─── Extracted entries ───

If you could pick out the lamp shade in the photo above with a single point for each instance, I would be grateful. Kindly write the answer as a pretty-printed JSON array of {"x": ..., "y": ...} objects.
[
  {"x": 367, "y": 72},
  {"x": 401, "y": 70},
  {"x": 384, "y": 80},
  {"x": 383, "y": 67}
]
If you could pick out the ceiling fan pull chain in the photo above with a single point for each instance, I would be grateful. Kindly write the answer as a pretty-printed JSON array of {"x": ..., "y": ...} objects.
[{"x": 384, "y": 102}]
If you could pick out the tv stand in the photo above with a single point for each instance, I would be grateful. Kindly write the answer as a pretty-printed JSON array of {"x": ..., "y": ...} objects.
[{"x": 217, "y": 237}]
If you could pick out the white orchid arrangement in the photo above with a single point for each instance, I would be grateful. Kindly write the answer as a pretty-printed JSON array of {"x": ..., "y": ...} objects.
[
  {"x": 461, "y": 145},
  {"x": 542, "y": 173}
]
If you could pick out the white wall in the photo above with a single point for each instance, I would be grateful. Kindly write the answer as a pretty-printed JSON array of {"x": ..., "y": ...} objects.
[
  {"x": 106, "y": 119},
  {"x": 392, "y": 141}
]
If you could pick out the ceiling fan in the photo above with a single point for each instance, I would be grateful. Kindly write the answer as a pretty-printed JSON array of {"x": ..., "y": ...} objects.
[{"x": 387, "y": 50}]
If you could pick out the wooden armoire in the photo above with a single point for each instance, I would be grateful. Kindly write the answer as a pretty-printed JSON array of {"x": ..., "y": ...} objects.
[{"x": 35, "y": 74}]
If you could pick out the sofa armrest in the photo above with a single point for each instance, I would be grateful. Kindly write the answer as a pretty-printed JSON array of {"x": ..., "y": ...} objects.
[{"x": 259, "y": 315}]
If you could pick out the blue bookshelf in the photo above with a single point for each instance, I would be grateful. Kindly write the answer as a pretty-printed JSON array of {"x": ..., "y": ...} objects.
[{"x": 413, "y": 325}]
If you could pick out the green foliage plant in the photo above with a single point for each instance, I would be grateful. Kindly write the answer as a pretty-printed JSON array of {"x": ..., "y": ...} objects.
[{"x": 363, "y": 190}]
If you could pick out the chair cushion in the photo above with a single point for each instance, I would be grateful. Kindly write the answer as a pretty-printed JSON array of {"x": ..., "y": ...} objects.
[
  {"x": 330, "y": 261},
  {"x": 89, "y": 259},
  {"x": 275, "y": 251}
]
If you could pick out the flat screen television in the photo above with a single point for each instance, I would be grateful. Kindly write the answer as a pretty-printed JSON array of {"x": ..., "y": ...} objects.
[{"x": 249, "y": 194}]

───

Exercise prompt => Extract every line of the rows above and reproduce each one word for word, in the same order.

Completed task =>
If you could pick out the lamp shade in the photo above with a single point for each instance, I would be grateful. Kindly write the answer as a pretty-printed JSON array of {"x": ..., "y": ...} objects.
[
  {"x": 367, "y": 72},
  {"x": 401, "y": 70},
  {"x": 384, "y": 80},
  {"x": 383, "y": 67}
]
If you could pick out the ceiling fan pull chain in the photo above with a single point for each instance, I would be grateful. Kindly write the answer as a pretty-printed JSON array of {"x": ..., "y": ...} objects.
[{"x": 384, "y": 102}]
If you could pick out the tv stand in the photo above with a single point for each instance, I would be grateful. Kindly write the answer as a pretty-printed JSON array of {"x": ..., "y": ...} objects.
[{"x": 217, "y": 237}]
If you could pick out the white orchid arrangement in the photo above with a single point for each instance, I would be grateful. Kindly write the answer as a pretty-printed JSON array of {"x": ..., "y": ...} objects.
[
  {"x": 461, "y": 145},
  {"x": 542, "y": 173}
]
If you could pick out the white wall in the photo above with a single point for each instance, I would be grateful. Kindly write the answer as a pretty-printed JSON array of {"x": ..., "y": ...} objects.
[
  {"x": 106, "y": 119},
  {"x": 392, "y": 141}
]
If you could pick out the ceiling fan in the photo above with a single point for each instance, I would be grateful. Kindly write the answer as a pretty-printed JSON array of {"x": ..., "y": ...} objects.
[{"x": 387, "y": 50}]
If you could pick out the wooden armoire in the photo above with a single point for each instance, I would be grateful. Kindly write the answer as a pretty-printed JSON array of {"x": ..., "y": ...} objects.
[{"x": 35, "y": 74}]
If you could pick out the sofa armrest in the photo above with a single point for each instance, I would be grateful. Kindly write the answer as a pretty-printed JSON array of {"x": ..., "y": ...} objects.
[{"x": 259, "y": 315}]
If you could pick out the blue bookshelf in the photo above with a single point for each instance, I would be grateful. Kindly write the answer as a pretty-printed JSON array of {"x": ..., "y": ...} objects.
[{"x": 413, "y": 325}]
If you could pick out the green foliage plant in the photo above with a single point for each instance, I would be grateful. Kindly write the answer as a pretty-printed JSON array of {"x": ..., "y": ...} objects.
[{"x": 363, "y": 190}]
If you could pick out the chair cushion in the photo above with a single point for each instance, I would be grateful. Kindly write the answer as a pretty-printed JSON array of {"x": ..., "y": ...} objects.
[
  {"x": 330, "y": 261},
  {"x": 89, "y": 259},
  {"x": 275, "y": 251}
]
If you could pick out the flat screen television in the photo above with a single point for each instance, I would be grateful. Kindly write the answer as a pretty-printed JSON array of {"x": ..., "y": ...} objects.
[{"x": 249, "y": 194}]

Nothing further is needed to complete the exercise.